* Given task 1:
Could you reproduce, line for line, the part of the listing below that runs from the line containing "TASK: localize ladder" through the end of the listing, both ends included?

* Text excerpt:
Before it, though, Broccolini, chopped up and sautéed with garlic. Afterward, of course, a green salad, and then the one true leftover of the day, Lindsey's pumpkin pie, with a soft hard sauce (if that's not a contradiction in terms).

A quiet supper, with only a Martini before, and a Fernet and soda afterward; and so to bed.

Thursday, November 28, 2013

Thanksgiving

thanksgiving.jpg
Eastside Road, November 28, 2013—
DINNER DOWN THE ROAD with the neighbors tonight. First, in front of the fireplace, homemade crackers, cheeses, olives — what were those delicious seeds flavored with oil, pepper, salt? Don't know.

I do know we had this delicious turkey afterward. Green beans. Mashed potatoes. Yams and pecans — no marshmallows, I'm pleased to say.

Afterward, pumpkin pie. Traditional, with lots of good conversation. Family stuff. Thanks, Thérèse and Eric…
Cheap Pinot grigio (Sonia, Venezia, 2012; quite nice); Red, Spiral not bad, 2011

Wednesday, November 27, 2013

Dogs and oil

Eastside Road, November 27. 2013—

AFTER THE FEASTING last weekend in Los Angeles, and fasting yesterday, today — the day before Thanksgiving — seemed a day to eat judiciously. Well, sorry to let you down. We had hot dogs

We had them the usual way: cook grilled them in the black iron skillet, turning them a couple of times, while warming the buns in the oven. With them, mustard, pickle relish, sauerkraut, and raw onions.

Those onions always remind me of my gratitude in being retired. For years it was not comfortable for me to eat raw onions; they invariably left me with an upset stomach. I tried them from time to time, of course, to verify this, and they always gave me trouble. The day after I retired, though, for some reason I was exposed to raw onions. I tried them, and for the first time in years they had no ill effect. Take what you like from this story.

On the side you see some broccolini, cooked simply with a little oil, a little water, a little garlic. And after dinner, of course, a green salad. Tonight we observed a historical breakthrough almost as dramatic as my restoration to raw onions: in the vinaigrette, our own olive oil. We picked 24 pounds of olives ten days ago, and took them to the community milling held once a year in Dry Creek Valley. Yesterday we picked up the result: our share of the community product was a half gallon of very green oil, unfiltered I believe, a little tangy, a little buttery, with a bit of a bite at the back of the throat.

You see it here in our stainless-steel salad bowl, covering a clove of garlic mashed up with salt. I use the fork for that operation, and just before serving the salad I whisk in the vinegar using the fork with a quick side-to-side motion, making a very smooth dressing. 

Then a tangerine and some dates. A good dinner.

Monday, November 25, 2013

Penne, taken out

Eastside Road, November 25, 2013—

NOT A CHANCE anyone was going to cook tonight, not after droving home from Los Angeles through two monumental traffic jams. We stopped at TJ and bought takeout — penne, as you see, in tomato sauce, with some kind of rubbery cheese. I don't recommend it. Still, in a pinch… 

Green salad afterward, of course..

* Records for the exercise:
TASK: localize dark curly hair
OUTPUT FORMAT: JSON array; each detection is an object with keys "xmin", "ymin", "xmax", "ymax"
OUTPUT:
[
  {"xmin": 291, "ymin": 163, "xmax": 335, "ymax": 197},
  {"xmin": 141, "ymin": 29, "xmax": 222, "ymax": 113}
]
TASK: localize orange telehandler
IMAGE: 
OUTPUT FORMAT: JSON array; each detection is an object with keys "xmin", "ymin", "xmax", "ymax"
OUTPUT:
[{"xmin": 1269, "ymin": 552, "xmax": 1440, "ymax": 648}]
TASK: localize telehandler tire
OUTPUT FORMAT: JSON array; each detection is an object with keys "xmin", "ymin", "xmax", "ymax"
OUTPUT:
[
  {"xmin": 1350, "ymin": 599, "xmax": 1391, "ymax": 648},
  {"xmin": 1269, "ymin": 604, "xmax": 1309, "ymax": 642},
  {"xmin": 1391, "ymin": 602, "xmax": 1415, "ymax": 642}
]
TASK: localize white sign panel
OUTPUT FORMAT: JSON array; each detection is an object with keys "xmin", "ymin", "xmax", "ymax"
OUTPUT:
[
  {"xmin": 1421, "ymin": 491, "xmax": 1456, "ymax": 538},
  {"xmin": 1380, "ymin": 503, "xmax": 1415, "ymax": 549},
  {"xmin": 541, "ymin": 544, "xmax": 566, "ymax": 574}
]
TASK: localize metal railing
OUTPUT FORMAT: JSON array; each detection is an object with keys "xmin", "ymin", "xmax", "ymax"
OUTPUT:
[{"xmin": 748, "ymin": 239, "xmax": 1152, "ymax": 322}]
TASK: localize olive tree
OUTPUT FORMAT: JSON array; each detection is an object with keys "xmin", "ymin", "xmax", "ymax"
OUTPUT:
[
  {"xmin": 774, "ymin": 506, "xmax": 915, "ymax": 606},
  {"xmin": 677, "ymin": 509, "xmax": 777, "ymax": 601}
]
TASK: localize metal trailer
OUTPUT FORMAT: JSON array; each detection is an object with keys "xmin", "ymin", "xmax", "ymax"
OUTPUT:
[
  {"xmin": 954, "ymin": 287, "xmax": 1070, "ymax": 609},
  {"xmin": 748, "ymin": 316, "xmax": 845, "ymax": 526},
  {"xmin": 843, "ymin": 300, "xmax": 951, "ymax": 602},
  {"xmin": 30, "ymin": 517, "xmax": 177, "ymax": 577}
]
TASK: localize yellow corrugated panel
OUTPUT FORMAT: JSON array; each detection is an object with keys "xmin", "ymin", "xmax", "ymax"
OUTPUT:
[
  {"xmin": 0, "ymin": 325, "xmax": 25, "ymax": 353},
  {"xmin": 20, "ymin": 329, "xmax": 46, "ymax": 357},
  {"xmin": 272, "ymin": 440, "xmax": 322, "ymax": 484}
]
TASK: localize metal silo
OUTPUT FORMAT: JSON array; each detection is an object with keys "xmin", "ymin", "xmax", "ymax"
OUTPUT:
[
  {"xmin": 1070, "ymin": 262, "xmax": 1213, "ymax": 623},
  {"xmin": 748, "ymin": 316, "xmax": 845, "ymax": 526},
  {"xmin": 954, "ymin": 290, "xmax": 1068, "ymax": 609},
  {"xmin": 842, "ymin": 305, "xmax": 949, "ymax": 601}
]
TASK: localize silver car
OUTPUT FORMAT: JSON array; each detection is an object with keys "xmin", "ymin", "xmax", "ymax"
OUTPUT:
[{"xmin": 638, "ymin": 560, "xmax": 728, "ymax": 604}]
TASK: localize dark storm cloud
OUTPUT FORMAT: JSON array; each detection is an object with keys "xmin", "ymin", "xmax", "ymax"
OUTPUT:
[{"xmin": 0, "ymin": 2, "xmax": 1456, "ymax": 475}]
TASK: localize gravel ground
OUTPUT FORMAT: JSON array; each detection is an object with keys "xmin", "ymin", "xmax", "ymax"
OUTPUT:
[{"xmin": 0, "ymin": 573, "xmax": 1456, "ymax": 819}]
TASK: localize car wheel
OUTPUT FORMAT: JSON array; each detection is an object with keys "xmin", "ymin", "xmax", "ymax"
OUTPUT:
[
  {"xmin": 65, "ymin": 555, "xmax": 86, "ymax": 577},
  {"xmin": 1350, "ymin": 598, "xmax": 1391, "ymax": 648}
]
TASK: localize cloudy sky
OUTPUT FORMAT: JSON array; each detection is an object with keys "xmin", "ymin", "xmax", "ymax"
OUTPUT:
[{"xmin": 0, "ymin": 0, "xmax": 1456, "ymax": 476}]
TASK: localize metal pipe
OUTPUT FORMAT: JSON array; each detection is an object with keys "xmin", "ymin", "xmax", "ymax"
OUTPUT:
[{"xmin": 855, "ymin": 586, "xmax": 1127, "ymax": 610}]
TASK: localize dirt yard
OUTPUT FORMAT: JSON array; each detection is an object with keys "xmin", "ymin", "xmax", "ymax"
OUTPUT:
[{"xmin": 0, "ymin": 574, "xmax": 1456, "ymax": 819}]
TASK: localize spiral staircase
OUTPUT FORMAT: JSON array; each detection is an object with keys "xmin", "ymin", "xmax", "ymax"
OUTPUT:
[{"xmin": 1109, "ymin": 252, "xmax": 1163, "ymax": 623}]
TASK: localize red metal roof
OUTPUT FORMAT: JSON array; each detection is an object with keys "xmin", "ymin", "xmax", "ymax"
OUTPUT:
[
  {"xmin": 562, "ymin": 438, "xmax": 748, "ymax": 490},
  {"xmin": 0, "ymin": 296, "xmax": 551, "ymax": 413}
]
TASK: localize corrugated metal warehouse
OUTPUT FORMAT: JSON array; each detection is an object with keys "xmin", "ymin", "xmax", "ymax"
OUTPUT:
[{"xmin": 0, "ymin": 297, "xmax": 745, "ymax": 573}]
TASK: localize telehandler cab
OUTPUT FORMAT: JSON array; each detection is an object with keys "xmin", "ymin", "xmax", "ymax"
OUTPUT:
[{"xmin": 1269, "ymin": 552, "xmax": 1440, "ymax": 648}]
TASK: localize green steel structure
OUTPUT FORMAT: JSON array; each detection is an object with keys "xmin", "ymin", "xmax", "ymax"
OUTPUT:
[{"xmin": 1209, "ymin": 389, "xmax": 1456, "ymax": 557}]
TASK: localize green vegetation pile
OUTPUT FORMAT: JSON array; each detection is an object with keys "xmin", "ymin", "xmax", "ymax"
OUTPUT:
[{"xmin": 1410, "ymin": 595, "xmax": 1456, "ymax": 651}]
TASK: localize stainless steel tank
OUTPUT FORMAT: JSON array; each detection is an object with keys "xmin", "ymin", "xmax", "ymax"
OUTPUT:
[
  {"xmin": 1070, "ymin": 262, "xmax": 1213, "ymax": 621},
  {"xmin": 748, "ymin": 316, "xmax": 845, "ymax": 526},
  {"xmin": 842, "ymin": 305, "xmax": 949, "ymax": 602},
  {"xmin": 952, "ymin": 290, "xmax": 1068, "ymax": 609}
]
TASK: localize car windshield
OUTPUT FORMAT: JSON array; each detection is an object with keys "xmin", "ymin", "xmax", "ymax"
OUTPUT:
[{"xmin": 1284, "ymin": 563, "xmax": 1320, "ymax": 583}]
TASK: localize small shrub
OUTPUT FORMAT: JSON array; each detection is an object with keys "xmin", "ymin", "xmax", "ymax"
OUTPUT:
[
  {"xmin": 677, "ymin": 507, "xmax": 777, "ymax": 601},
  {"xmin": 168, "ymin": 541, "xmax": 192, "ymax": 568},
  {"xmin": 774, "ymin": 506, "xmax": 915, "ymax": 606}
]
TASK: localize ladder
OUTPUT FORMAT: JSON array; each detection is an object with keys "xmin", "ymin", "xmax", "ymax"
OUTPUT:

* Given task 2:
How would you condense the paragraph beginning "On the side you see some broccolini" in the dinner notes above into a shorter version that keeps its main facts?

* Task answer 1:
TASK: localize ladder
OUTPUT FORMAT: JSON array; each detection is an object with keys "xmin", "ymin", "xmax", "ymax"
OUTPUT:

* Task answer 2:
Broccolini came on the side, cooked with a little oil, water and garlic, followed by a green salad. For the first time, its vinaigrette used their own olive oil. They had picked 24 pounds of olives ten days earlier and taken them to Dry Creek Valley's once-a-year community milling. The day before, they collected their share: a half gallon of very green oil, believed unfiltered. It was a little tangy and buttery, with a bite at the back of the throat.